(Records contained in a dataset)
==================================================
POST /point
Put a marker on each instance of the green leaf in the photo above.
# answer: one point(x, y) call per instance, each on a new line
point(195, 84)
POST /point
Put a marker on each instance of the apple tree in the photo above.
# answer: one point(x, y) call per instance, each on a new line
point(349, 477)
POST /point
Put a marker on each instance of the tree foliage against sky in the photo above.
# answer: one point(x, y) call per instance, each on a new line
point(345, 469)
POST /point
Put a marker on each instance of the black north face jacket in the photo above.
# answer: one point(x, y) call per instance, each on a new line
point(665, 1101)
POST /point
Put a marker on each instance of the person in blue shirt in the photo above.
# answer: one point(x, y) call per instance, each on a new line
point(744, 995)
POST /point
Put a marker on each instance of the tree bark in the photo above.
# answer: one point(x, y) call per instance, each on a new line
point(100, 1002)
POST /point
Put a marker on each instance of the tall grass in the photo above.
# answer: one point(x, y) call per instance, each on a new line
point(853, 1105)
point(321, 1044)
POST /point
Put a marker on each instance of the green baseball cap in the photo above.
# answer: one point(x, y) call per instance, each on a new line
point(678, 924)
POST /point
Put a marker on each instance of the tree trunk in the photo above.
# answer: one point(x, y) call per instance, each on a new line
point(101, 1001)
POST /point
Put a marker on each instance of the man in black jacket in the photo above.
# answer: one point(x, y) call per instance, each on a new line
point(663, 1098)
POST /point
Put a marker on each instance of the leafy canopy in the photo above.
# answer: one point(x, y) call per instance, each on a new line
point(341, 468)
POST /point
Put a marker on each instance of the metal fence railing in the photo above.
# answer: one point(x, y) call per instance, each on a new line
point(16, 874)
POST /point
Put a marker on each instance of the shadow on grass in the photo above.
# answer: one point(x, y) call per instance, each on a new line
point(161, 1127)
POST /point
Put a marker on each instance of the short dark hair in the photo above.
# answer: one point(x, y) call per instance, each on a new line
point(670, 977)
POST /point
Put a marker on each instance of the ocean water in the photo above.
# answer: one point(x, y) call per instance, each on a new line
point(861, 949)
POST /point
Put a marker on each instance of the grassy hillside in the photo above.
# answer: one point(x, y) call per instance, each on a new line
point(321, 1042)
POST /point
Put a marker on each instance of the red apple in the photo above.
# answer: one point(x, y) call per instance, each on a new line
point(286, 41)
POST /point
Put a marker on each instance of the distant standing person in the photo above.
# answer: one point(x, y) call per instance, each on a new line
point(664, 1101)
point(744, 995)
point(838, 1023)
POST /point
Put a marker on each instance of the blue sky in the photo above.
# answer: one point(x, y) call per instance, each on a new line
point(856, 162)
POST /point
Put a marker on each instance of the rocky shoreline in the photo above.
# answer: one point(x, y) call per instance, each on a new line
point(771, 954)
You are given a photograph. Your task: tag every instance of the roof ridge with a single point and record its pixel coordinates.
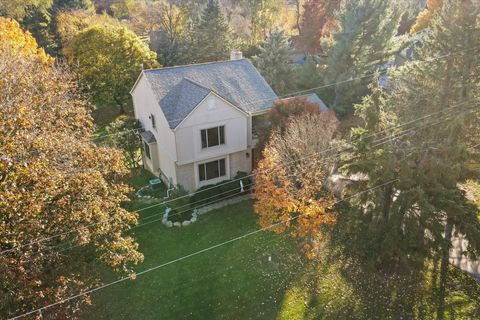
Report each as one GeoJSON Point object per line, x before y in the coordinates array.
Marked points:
{"type": "Point", "coordinates": [195, 64]}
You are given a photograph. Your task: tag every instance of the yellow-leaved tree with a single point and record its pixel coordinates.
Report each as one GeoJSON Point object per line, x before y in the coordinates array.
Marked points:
{"type": "Point", "coordinates": [58, 190]}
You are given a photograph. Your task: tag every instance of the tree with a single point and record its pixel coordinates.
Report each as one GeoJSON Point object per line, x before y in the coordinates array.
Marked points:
{"type": "Point", "coordinates": [122, 9]}
{"type": "Point", "coordinates": [71, 5]}
{"type": "Point", "coordinates": [108, 60]}
{"type": "Point", "coordinates": [37, 20]}
{"type": "Point", "coordinates": [289, 188]}
{"type": "Point", "coordinates": [358, 45]}
{"type": "Point", "coordinates": [17, 8]}
{"type": "Point", "coordinates": [274, 62]}
{"type": "Point", "coordinates": [70, 23]}
{"type": "Point", "coordinates": [317, 21]}
{"type": "Point", "coordinates": [413, 219]}
{"type": "Point", "coordinates": [174, 41]}
{"type": "Point", "coordinates": [309, 75]}
{"type": "Point", "coordinates": [424, 18]}
{"type": "Point", "coordinates": [212, 35]}
{"type": "Point", "coordinates": [57, 188]}
{"type": "Point", "coordinates": [124, 134]}
{"type": "Point", "coordinates": [278, 117]}
{"type": "Point", "coordinates": [263, 14]}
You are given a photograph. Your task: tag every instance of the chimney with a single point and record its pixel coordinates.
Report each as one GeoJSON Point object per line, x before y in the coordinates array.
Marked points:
{"type": "Point", "coordinates": [236, 55]}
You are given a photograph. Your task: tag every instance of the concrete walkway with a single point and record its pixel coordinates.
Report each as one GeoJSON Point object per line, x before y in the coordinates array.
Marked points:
{"type": "Point", "coordinates": [224, 203]}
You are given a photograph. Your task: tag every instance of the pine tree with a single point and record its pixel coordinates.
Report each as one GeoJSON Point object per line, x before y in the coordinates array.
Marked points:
{"type": "Point", "coordinates": [317, 20]}
{"type": "Point", "coordinates": [309, 74]}
{"type": "Point", "coordinates": [212, 35]}
{"type": "Point", "coordinates": [412, 219]}
{"type": "Point", "coordinates": [275, 64]}
{"type": "Point", "coordinates": [361, 42]}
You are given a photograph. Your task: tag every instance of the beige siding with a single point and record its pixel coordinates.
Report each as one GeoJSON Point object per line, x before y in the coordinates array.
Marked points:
{"type": "Point", "coordinates": [211, 112]}
{"type": "Point", "coordinates": [145, 104]}
{"type": "Point", "coordinates": [240, 162]}
{"type": "Point", "coordinates": [186, 177]}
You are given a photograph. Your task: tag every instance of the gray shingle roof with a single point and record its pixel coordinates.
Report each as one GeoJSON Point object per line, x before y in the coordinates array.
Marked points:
{"type": "Point", "coordinates": [180, 89]}
{"type": "Point", "coordinates": [148, 137]}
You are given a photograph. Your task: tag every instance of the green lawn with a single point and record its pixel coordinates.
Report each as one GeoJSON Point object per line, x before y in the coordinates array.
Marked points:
{"type": "Point", "coordinates": [234, 281]}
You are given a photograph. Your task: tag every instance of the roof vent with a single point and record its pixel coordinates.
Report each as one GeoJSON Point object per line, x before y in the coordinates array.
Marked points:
{"type": "Point", "coordinates": [236, 55]}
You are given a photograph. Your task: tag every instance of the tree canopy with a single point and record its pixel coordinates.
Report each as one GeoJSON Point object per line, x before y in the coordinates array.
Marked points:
{"type": "Point", "coordinates": [211, 36]}
{"type": "Point", "coordinates": [287, 187]}
{"type": "Point", "coordinates": [108, 60]}
{"type": "Point", "coordinates": [274, 62]}
{"type": "Point", "coordinates": [361, 42]}
{"type": "Point", "coordinates": [57, 188]}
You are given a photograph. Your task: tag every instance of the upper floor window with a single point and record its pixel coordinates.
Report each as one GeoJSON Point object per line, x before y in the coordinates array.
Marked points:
{"type": "Point", "coordinates": [213, 137]}
{"type": "Point", "coordinates": [147, 150]}
{"type": "Point", "coordinates": [212, 170]}
{"type": "Point", "coordinates": [152, 118]}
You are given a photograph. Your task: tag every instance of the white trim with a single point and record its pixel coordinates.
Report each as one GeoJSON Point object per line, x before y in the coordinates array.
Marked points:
{"type": "Point", "coordinates": [218, 134]}
{"type": "Point", "coordinates": [204, 99]}
{"type": "Point", "coordinates": [199, 184]}
{"type": "Point", "coordinates": [136, 82]}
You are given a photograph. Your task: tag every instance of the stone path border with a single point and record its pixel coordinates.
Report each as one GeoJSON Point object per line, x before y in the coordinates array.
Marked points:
{"type": "Point", "coordinates": [196, 212]}
{"type": "Point", "coordinates": [223, 203]}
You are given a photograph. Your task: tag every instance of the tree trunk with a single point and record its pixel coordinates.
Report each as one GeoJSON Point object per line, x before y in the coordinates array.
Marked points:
{"type": "Point", "coordinates": [444, 271]}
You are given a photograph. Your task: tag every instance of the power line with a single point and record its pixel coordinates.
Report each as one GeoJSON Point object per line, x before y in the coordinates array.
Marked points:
{"type": "Point", "coordinates": [377, 143]}
{"type": "Point", "coordinates": [188, 256]}
{"type": "Point", "coordinates": [238, 179]}
{"type": "Point", "coordinates": [289, 95]}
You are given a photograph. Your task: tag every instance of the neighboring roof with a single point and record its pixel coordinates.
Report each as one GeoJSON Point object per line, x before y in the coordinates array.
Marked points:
{"type": "Point", "coordinates": [180, 89]}
{"type": "Point", "coordinates": [148, 137]}
{"type": "Point", "coordinates": [311, 97]}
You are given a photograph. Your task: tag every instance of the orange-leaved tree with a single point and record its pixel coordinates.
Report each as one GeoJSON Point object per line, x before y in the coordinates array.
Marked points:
{"type": "Point", "coordinates": [317, 21]}
{"type": "Point", "coordinates": [278, 117]}
{"type": "Point", "coordinates": [58, 190]}
{"type": "Point", "coordinates": [424, 18]}
{"type": "Point", "coordinates": [291, 183]}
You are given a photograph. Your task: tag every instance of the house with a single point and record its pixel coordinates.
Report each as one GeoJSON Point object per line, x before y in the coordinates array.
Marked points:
{"type": "Point", "coordinates": [199, 120]}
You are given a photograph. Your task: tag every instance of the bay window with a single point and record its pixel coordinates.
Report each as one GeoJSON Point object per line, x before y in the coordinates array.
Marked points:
{"type": "Point", "coordinates": [212, 170]}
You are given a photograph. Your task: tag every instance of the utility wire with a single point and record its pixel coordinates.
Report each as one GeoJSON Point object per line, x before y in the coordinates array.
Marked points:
{"type": "Point", "coordinates": [377, 143]}
{"type": "Point", "coordinates": [230, 181]}
{"type": "Point", "coordinates": [189, 255]}
{"type": "Point", "coordinates": [290, 95]}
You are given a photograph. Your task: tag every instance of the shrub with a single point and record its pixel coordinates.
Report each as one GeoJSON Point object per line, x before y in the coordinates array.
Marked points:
{"type": "Point", "coordinates": [178, 200]}
{"type": "Point", "coordinates": [206, 195]}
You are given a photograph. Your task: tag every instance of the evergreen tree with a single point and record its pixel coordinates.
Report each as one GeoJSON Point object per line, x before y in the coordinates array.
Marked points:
{"type": "Point", "coordinates": [212, 35]}
{"type": "Point", "coordinates": [275, 64]}
{"type": "Point", "coordinates": [412, 219]}
{"type": "Point", "coordinates": [108, 60]}
{"type": "Point", "coordinates": [37, 20]}
{"type": "Point", "coordinates": [361, 42]}
{"type": "Point", "coordinates": [68, 5]}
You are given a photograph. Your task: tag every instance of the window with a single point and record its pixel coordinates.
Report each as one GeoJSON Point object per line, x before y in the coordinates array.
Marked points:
{"type": "Point", "coordinates": [152, 118]}
{"type": "Point", "coordinates": [213, 137]}
{"type": "Point", "coordinates": [211, 170]}
{"type": "Point", "coordinates": [147, 150]}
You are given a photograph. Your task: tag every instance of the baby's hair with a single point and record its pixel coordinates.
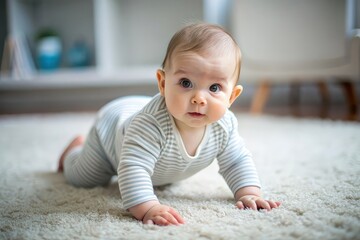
==================================================
**Exercise prompt**
Nothing but a number should be given: the count of lines above that include the string "blue".

**Response area**
2